_Supplied passage_
+++

Project 3.5: Global Alignment

We are taking a somewhat different approach to the Needleman-Wunsch algorithm than are St. Clair and Visick.

We are using Python instead of Perl (duh!).
- As is our standard practice, rather than writing a single program, we write separate procedures to handle the different parts of the problem.
Instead of building the directional table by post-processing the score table, we are building that table simultaneously.
- Instead of using the letters D, H, and V in that table, we are using the strings 'Mat' (for match), 'Del' (for deletion of an element from sequence 1) and 'Ins' (for insertion of an element into sequence 1; which also corresponds to a deletion of an element from sequence 2).
We provide some of the procedures and modifications they suggest you write.
- In constrast, we don't provide all of the features they include.
We make our alignment instructions from left-to-right, rather than from right-to-left.

Preparation

The file needleman-wunsch.py contains most of the procedures you will need to explore Needleman-Wunsch pattern matching. Make your own copy.

+++

(Stored dataset items)

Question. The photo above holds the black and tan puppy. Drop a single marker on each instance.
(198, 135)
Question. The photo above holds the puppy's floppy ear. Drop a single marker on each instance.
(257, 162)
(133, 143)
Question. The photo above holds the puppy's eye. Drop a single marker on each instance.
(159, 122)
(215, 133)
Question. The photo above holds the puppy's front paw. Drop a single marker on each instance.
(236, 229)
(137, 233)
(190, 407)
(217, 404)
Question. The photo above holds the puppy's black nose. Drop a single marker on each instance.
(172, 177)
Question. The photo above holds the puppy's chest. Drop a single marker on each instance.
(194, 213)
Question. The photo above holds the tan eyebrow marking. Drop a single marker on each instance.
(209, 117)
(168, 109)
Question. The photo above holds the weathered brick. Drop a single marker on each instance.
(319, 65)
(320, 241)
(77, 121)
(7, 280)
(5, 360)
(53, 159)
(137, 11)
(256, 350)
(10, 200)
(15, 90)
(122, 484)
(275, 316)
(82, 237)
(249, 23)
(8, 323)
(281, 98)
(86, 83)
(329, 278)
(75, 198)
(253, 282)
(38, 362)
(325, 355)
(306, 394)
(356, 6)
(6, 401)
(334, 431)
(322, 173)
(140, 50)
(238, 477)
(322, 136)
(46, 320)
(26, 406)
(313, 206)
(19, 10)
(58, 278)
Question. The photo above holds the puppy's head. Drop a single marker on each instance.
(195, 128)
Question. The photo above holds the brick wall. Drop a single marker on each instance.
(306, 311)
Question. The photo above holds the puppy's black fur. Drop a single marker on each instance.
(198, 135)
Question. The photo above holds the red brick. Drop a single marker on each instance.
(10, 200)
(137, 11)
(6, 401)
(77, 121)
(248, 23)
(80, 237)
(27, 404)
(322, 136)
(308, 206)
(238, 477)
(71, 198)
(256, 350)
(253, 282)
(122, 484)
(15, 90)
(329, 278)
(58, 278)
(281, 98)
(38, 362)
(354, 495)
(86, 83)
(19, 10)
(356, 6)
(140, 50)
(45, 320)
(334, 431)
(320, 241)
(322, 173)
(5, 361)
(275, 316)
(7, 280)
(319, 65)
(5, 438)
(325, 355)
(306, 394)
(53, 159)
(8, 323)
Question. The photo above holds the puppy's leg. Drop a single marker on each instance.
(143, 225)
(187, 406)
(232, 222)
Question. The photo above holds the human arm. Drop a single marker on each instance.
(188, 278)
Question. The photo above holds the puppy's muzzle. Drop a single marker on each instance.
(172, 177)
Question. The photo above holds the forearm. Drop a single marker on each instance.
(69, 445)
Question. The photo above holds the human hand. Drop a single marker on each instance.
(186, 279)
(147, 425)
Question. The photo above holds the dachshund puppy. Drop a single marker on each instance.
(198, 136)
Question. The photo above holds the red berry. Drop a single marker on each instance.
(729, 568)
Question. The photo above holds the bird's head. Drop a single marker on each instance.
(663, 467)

+++

_Problem details_
List each string that the global alignment project page says it uses in the directional table instead of a letter, together with what the page says that string stands for. None of the stored dataset items are needed here.

_Written answer_
- 'Mat': match
- 'Del': deletion of an element from sequence 1
- 'Ins': insertion of an element into sequence 1, which also corresponds to a deletion of an element from sequence 2